Document text ▸
......

DATABASE STRUCTURE AND USAGE

MDPD is designed to be a publicly accessible online resource with user-friendly interface. MySQL, a reliable and proven relational database, is used to organize information. A web-based user interface to the database is provided via an Apache 2.0 HTTP server with PHP scripting engine.

MDPD contains the following functional pages: Browser, Search, Compare, Statistics and Variation Report. Three searching options are available in the search page: a variation search can be based on the gene name, gene ID or SWISS-PROT accession number. In accordance to the recommendations from the HUGO Nomenclature Committee, official gene symbols are used in each record, but MDPD also provides all known aliases in the result pages for easy reference and retrieval. For example, both PARK1 and SNCA are valid search terms in the database. Searching mutation information based on geographic region or the author's name in reference collection are two other helpful options. Searching for mutation information based on a geographic region enables a user to quickly know what genes have been studied in the region (or population) and the number of related publications may indicate regional research efforts. On the other hand, searching for mutation information based on the reference author's name can help researchers in the community easily identify various leading authors' research interests and their collaborators. Hyperlinks to each reference and gene symbol are provided in the report page.

......

Problems to work on ▸
1. Can you set down the part of the MDPD database description between "MDPD is designed" and "PHP scripting engine.", inclusive?
2. Would you write the next part of the MDPD database description, picking up after its final sentence?
Nothing here requires the records.

[Images for locating objects]
......

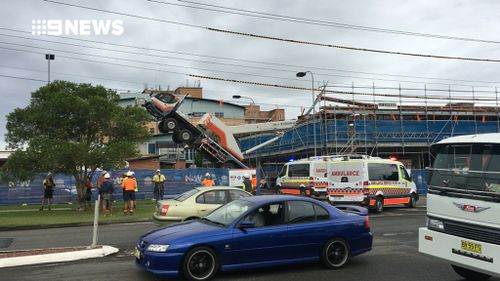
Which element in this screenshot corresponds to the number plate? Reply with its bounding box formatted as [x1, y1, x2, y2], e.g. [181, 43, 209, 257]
[134, 249, 141, 259]
[462, 240, 483, 254]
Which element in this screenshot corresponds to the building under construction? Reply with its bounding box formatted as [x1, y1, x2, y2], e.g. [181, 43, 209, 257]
[239, 86, 500, 170]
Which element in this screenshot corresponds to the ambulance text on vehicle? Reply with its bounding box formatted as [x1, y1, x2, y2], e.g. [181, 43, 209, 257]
[419, 133, 500, 280]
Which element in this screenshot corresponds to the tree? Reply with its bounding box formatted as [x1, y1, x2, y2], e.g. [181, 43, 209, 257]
[2, 81, 151, 209]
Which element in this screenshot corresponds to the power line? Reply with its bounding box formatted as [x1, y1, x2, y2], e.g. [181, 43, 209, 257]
[0, 27, 500, 86]
[44, 0, 500, 63]
[189, 74, 496, 101]
[0, 42, 498, 98]
[0, 74, 47, 83]
[148, 0, 500, 44]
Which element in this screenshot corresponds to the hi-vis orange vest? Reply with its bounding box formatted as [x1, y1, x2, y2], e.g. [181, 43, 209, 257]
[122, 178, 137, 191]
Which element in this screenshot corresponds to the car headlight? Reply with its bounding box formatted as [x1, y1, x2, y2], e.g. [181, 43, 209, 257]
[146, 244, 170, 253]
[427, 219, 444, 230]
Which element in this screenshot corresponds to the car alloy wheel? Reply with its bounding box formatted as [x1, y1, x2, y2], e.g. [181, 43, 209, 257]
[451, 265, 491, 281]
[183, 247, 218, 281]
[375, 196, 384, 213]
[323, 238, 350, 269]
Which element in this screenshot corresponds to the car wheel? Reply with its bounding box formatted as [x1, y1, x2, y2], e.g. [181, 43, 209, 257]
[164, 118, 177, 131]
[406, 193, 417, 208]
[321, 238, 351, 269]
[451, 265, 491, 281]
[182, 247, 219, 281]
[375, 196, 384, 213]
[300, 187, 307, 196]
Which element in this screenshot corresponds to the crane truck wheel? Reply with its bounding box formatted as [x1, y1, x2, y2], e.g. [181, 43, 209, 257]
[177, 129, 193, 143]
[172, 133, 182, 144]
[160, 118, 177, 133]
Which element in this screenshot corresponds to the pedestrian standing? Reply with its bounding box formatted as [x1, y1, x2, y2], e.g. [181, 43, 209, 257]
[40, 173, 56, 211]
[122, 171, 137, 215]
[201, 173, 215, 186]
[85, 177, 94, 210]
[100, 173, 114, 216]
[153, 169, 166, 202]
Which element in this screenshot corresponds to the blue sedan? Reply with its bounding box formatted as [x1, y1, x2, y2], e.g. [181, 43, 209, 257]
[134, 195, 373, 281]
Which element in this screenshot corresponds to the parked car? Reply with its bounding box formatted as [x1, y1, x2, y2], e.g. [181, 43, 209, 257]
[134, 195, 373, 281]
[153, 186, 252, 221]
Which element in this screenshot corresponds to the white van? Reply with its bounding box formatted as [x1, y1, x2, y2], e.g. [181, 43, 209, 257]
[276, 155, 418, 212]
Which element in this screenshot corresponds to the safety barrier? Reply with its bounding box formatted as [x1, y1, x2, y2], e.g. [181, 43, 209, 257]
[0, 168, 229, 205]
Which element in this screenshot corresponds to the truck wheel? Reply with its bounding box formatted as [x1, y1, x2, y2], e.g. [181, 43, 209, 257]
[321, 238, 351, 269]
[451, 265, 491, 281]
[163, 118, 177, 132]
[222, 161, 236, 169]
[178, 129, 193, 143]
[374, 196, 384, 214]
[406, 193, 417, 208]
[172, 133, 182, 144]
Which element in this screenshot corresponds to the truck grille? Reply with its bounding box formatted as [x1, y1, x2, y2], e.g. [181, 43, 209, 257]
[439, 219, 500, 245]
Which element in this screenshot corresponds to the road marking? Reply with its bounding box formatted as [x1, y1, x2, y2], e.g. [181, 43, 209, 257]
[382, 231, 415, 236]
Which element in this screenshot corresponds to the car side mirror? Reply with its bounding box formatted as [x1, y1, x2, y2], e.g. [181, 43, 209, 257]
[238, 221, 255, 229]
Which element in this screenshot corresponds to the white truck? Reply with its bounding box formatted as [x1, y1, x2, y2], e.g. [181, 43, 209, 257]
[419, 133, 500, 281]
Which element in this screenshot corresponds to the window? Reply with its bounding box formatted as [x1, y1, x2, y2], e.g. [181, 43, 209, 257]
[288, 164, 309, 177]
[191, 112, 206, 117]
[287, 201, 315, 223]
[243, 203, 283, 227]
[399, 166, 411, 181]
[368, 163, 399, 181]
[278, 165, 288, 178]
[313, 204, 330, 221]
[196, 190, 227, 204]
[174, 188, 199, 201]
[229, 190, 250, 200]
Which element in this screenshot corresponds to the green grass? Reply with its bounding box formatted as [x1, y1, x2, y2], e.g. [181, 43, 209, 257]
[0, 200, 155, 228]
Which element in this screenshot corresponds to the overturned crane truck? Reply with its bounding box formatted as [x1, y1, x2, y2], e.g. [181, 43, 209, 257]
[143, 92, 294, 169]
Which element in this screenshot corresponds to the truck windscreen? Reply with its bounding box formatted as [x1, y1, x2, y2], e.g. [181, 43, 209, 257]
[429, 143, 500, 194]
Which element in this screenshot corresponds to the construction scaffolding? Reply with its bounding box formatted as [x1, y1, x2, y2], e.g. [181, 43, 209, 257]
[239, 84, 500, 168]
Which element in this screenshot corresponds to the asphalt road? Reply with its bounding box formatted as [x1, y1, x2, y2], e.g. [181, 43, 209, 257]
[0, 208, 500, 281]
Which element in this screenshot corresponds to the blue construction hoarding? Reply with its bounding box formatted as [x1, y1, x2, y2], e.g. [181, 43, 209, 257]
[0, 168, 229, 205]
[0, 168, 427, 205]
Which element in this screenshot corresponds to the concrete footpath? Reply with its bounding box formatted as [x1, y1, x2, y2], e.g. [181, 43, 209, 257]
[0, 246, 119, 268]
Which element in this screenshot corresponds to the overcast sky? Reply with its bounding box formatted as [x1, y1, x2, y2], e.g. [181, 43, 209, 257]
[0, 0, 500, 149]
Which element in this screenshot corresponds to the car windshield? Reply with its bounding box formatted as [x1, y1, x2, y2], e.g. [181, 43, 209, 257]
[429, 144, 500, 193]
[205, 200, 255, 225]
[174, 188, 199, 201]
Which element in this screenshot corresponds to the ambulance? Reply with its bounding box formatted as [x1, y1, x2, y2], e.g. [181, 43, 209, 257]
[276, 155, 418, 212]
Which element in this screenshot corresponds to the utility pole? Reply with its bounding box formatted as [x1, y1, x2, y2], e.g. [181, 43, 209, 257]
[45, 54, 56, 84]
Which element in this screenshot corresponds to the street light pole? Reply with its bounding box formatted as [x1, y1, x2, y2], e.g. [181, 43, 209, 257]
[296, 70, 318, 156]
[45, 54, 55, 84]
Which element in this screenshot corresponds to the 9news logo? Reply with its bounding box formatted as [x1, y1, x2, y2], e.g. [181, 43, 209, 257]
[31, 19, 124, 36]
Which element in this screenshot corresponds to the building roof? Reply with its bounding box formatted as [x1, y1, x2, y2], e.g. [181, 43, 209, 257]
[438, 133, 500, 144]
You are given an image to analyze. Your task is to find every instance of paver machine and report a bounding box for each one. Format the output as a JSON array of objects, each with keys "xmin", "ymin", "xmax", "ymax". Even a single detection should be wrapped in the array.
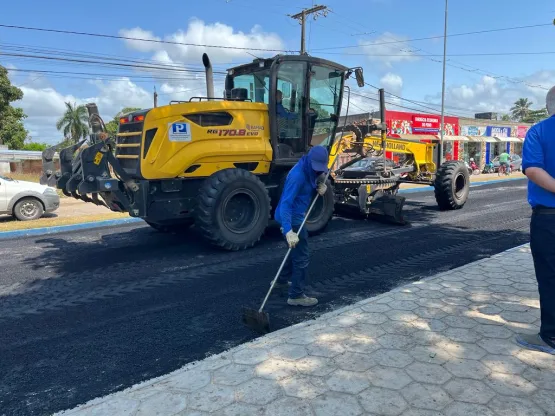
[{"xmin": 41, "ymin": 54, "xmax": 472, "ymax": 250}]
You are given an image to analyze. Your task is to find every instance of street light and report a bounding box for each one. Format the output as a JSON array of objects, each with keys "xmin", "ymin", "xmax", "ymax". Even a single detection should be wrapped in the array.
[{"xmin": 437, "ymin": 0, "xmax": 449, "ymax": 168}]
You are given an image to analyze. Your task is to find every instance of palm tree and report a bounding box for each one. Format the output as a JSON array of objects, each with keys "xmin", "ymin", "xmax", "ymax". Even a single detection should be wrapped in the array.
[
  {"xmin": 56, "ymin": 103, "xmax": 89, "ymax": 143},
  {"xmin": 511, "ymin": 98, "xmax": 532, "ymax": 121}
]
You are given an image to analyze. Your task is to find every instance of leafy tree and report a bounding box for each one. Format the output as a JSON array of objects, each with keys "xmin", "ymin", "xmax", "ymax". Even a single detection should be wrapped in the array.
[
  {"xmin": 511, "ymin": 98, "xmax": 532, "ymax": 121},
  {"xmin": 106, "ymin": 107, "xmax": 140, "ymax": 136},
  {"xmin": 0, "ymin": 66, "xmax": 27, "ymax": 150},
  {"xmin": 521, "ymin": 107, "xmax": 549, "ymax": 124},
  {"xmin": 56, "ymin": 103, "xmax": 89, "ymax": 143},
  {"xmin": 22, "ymin": 142, "xmax": 50, "ymax": 152}
]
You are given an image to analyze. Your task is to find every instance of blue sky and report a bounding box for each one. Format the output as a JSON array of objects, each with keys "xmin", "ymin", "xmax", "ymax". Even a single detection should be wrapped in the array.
[{"xmin": 0, "ymin": 0, "xmax": 555, "ymax": 142}]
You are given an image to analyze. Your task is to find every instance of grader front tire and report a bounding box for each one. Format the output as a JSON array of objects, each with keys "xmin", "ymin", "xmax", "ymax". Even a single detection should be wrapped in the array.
[
  {"xmin": 195, "ymin": 169, "xmax": 270, "ymax": 251},
  {"xmin": 434, "ymin": 161, "xmax": 470, "ymax": 210}
]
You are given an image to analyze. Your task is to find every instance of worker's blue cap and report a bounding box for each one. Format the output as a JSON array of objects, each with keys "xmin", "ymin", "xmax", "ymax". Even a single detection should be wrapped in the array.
[{"xmin": 308, "ymin": 146, "xmax": 328, "ymax": 172}]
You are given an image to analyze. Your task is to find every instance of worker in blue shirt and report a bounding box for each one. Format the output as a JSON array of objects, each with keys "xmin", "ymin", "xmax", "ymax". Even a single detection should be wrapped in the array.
[
  {"xmin": 275, "ymin": 146, "xmax": 328, "ymax": 306},
  {"xmin": 517, "ymin": 87, "xmax": 555, "ymax": 355}
]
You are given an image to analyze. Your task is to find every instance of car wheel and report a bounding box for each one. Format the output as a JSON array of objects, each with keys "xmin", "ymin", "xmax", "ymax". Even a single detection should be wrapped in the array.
[{"xmin": 13, "ymin": 197, "xmax": 44, "ymax": 221}]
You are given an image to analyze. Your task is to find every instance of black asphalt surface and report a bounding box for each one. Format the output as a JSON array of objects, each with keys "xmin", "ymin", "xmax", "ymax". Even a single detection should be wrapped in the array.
[{"xmin": 0, "ymin": 180, "xmax": 530, "ymax": 416}]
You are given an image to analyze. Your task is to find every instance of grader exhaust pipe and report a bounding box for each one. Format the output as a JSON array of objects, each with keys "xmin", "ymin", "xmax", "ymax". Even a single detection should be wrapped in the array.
[{"xmin": 202, "ymin": 53, "xmax": 214, "ymax": 100}]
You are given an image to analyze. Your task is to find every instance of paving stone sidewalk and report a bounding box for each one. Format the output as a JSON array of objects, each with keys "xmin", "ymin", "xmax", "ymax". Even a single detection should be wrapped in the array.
[{"xmin": 57, "ymin": 245, "xmax": 555, "ymax": 416}]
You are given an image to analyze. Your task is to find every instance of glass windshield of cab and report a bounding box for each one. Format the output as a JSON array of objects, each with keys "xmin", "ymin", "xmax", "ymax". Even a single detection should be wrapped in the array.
[
  {"xmin": 310, "ymin": 65, "xmax": 343, "ymax": 146},
  {"xmin": 233, "ymin": 69, "xmax": 292, "ymax": 106}
]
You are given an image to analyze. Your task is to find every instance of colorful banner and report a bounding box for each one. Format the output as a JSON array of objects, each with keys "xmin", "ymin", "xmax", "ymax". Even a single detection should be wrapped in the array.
[
  {"xmin": 486, "ymin": 126, "xmax": 511, "ymax": 138},
  {"xmin": 412, "ymin": 115, "xmax": 440, "ymax": 134}
]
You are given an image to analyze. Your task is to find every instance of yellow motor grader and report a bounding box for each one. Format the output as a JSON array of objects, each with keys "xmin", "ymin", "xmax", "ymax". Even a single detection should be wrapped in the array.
[{"xmin": 41, "ymin": 54, "xmax": 469, "ymax": 250}]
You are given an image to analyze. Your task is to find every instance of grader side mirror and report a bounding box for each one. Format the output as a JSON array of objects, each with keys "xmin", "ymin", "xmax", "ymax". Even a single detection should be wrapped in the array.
[{"xmin": 355, "ymin": 68, "xmax": 364, "ymax": 88}]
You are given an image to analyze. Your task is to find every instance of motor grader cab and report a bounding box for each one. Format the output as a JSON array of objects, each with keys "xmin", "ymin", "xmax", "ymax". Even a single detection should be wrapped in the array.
[{"xmin": 41, "ymin": 55, "xmax": 364, "ymax": 250}]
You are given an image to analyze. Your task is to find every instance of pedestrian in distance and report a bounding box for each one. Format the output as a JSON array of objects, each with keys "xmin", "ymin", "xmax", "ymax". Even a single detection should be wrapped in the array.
[
  {"xmin": 275, "ymin": 146, "xmax": 328, "ymax": 306},
  {"xmin": 517, "ymin": 87, "xmax": 555, "ymax": 355}
]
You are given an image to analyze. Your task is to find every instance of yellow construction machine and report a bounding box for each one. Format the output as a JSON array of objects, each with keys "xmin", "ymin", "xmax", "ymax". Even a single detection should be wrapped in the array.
[{"xmin": 41, "ymin": 54, "xmax": 468, "ymax": 250}]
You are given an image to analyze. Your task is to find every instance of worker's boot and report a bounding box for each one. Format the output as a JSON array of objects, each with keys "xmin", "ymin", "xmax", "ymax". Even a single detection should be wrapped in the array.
[{"xmin": 287, "ymin": 295, "xmax": 318, "ymax": 306}]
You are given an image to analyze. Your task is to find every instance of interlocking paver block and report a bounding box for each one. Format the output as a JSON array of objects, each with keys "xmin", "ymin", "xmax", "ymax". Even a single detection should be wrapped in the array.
[
  {"xmin": 409, "ymin": 345, "xmax": 453, "ymax": 364},
  {"xmin": 378, "ymin": 334, "xmax": 415, "ymax": 350},
  {"xmin": 279, "ymin": 376, "xmax": 328, "ymax": 399},
  {"xmin": 443, "ymin": 328, "xmax": 482, "ymax": 343},
  {"xmin": 478, "ymin": 338, "xmax": 521, "ymax": 355},
  {"xmin": 480, "ymin": 354, "xmax": 526, "ymax": 374},
  {"xmin": 522, "ymin": 367, "xmax": 555, "ymax": 390},
  {"xmin": 235, "ymin": 378, "xmax": 282, "ymax": 405},
  {"xmin": 444, "ymin": 358, "xmax": 491, "ymax": 380},
  {"xmin": 164, "ymin": 369, "xmax": 210, "ymax": 392},
  {"xmin": 359, "ymin": 387, "xmax": 407, "ymax": 416},
  {"xmin": 218, "ymin": 403, "xmax": 266, "ymax": 416},
  {"xmin": 444, "ymin": 402, "xmax": 498, "ymax": 416},
  {"xmin": 370, "ymin": 348, "xmax": 414, "ymax": 368},
  {"xmin": 306, "ymin": 340, "xmax": 345, "ymax": 358},
  {"xmin": 311, "ymin": 392, "xmax": 363, "ymax": 416},
  {"xmin": 488, "ymin": 396, "xmax": 545, "ymax": 416},
  {"xmin": 334, "ymin": 352, "xmax": 376, "ymax": 371},
  {"xmin": 486, "ymin": 373, "xmax": 537, "ymax": 396},
  {"xmin": 233, "ymin": 348, "xmax": 270, "ymax": 364},
  {"xmin": 366, "ymin": 366, "xmax": 412, "ymax": 390},
  {"xmin": 295, "ymin": 357, "xmax": 336, "ymax": 376},
  {"xmin": 264, "ymin": 397, "xmax": 312, "ymax": 416},
  {"xmin": 270, "ymin": 344, "xmax": 307, "ymax": 361},
  {"xmin": 532, "ymin": 388, "xmax": 555, "ymax": 415},
  {"xmin": 212, "ymin": 364, "xmax": 254, "ymax": 386},
  {"xmin": 442, "ymin": 315, "xmax": 478, "ymax": 329},
  {"xmin": 326, "ymin": 370, "xmax": 370, "ymax": 394},
  {"xmin": 189, "ymin": 384, "xmax": 234, "ymax": 412},
  {"xmin": 135, "ymin": 391, "xmax": 187, "ymax": 416},
  {"xmin": 255, "ymin": 358, "xmax": 297, "ymax": 380},
  {"xmin": 406, "ymin": 362, "xmax": 452, "ymax": 384},
  {"xmin": 401, "ymin": 383, "xmax": 452, "ymax": 411},
  {"xmin": 445, "ymin": 378, "xmax": 495, "ymax": 404},
  {"xmin": 472, "ymin": 324, "xmax": 514, "ymax": 339}
]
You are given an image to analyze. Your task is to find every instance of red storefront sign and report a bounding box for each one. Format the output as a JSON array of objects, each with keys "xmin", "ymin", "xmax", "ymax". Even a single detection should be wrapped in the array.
[{"xmin": 412, "ymin": 115, "xmax": 440, "ymax": 134}]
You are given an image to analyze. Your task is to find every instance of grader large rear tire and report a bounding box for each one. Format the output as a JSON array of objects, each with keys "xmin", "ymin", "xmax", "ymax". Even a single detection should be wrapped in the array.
[
  {"xmin": 434, "ymin": 161, "xmax": 470, "ymax": 210},
  {"xmin": 195, "ymin": 169, "xmax": 270, "ymax": 251}
]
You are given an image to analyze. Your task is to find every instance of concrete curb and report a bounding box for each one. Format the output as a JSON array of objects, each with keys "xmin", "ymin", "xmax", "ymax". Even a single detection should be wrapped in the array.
[
  {"xmin": 399, "ymin": 178, "xmax": 526, "ymax": 194},
  {"xmin": 0, "ymin": 178, "xmax": 526, "ymax": 240},
  {"xmin": 0, "ymin": 218, "xmax": 143, "ymax": 240}
]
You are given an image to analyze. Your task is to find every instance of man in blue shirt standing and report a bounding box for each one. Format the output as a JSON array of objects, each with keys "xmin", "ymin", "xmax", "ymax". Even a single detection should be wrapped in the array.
[
  {"xmin": 517, "ymin": 87, "xmax": 555, "ymax": 355},
  {"xmin": 275, "ymin": 146, "xmax": 328, "ymax": 306}
]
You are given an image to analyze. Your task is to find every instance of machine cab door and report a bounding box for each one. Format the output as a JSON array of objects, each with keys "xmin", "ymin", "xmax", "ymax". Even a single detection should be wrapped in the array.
[{"xmin": 269, "ymin": 60, "xmax": 309, "ymax": 163}]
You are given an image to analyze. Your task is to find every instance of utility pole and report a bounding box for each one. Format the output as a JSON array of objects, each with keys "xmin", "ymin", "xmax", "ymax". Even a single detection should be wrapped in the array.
[
  {"xmin": 437, "ymin": 0, "xmax": 449, "ymax": 169},
  {"xmin": 288, "ymin": 6, "xmax": 328, "ymax": 55}
]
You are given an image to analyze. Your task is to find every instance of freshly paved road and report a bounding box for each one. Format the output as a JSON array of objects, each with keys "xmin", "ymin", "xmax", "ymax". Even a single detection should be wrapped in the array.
[{"xmin": 0, "ymin": 181, "xmax": 530, "ymax": 415}]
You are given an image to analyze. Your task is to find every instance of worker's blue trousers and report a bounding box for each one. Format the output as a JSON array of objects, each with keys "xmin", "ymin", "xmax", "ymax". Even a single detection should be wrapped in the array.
[
  {"xmin": 530, "ymin": 209, "xmax": 555, "ymax": 348},
  {"xmin": 278, "ymin": 225, "xmax": 310, "ymax": 299}
]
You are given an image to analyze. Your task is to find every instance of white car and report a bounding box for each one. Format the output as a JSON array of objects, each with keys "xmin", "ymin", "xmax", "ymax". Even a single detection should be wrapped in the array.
[{"xmin": 0, "ymin": 176, "xmax": 60, "ymax": 221}]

......

Expected outputs ▸
1.
MDPD is designed to be a publicly accessible online resource with user-friendly interface. MySQL, a reliable and proven relational database, is used to organize information. A web-based user interface to the database is provided via an Apache 2.0 HTTP server with PHP scripting engine.

2.
Various useful features have been built into MDPD and span several web pages for ease of use and navigation. The complete list of web pages and their corresponding features are listed in Table 1. We highlight the ‘Variation Report’ page here as we believe that it is a useful feature of MDPD. In addition to providing the generic gene information, hyperlinks to Entrez, Swissport and OMIM, the ‘Variation Report’ page also covers detailed information of ‘Variation Impact’, ‘Variation Type’, ‘Studied countries’, ‘Variation sequence’ (in both amino acid and nucleic acid levels) and ‘PubMed collection’. For ‘Variation Impact’ and ‘Variation Type’, we do not attempt to modify the findings from the primary reference, as we have mentioned previously. Users are advised to judge the classification based on his/her knowledge and the up-to-date research. To understand the impact of a genetic substitution, the user should be aware of any conflicting results from divergent ethnic groups or from specific subsets of patients. Such information is readily accessible in MDPD. ‘Studied countries’ provides information about the geographic regions and ethnic groups of patients studied. This information is also valuable for refining population screening target to avoid wasting resource. Researchers may also use it to identify key genetic factors, namely those for which impactful variations have been reported in many geographic regions (or ethnic groups). For example, MDPD includes 74 literature reports that described 258 different variants of PARK2 from 33 geographic regions. Deletion, duplication, triplication, insertion, missense mutation, nonsense mutation, silent mutation and compound mutations were all found in this gene. Among them, missense mutation and deletion are the most frequently conveyed with 140 and 86 records, respectively. Based on such information, a user can make reasonable inference about the importance of PARK2 instantly. To further confirm his/her speculation, the user can examine the primary reference through ‘PubMed collection’ and investigate the mutation ‘hot sport’ through ‘Variation sequence’.

Table 1.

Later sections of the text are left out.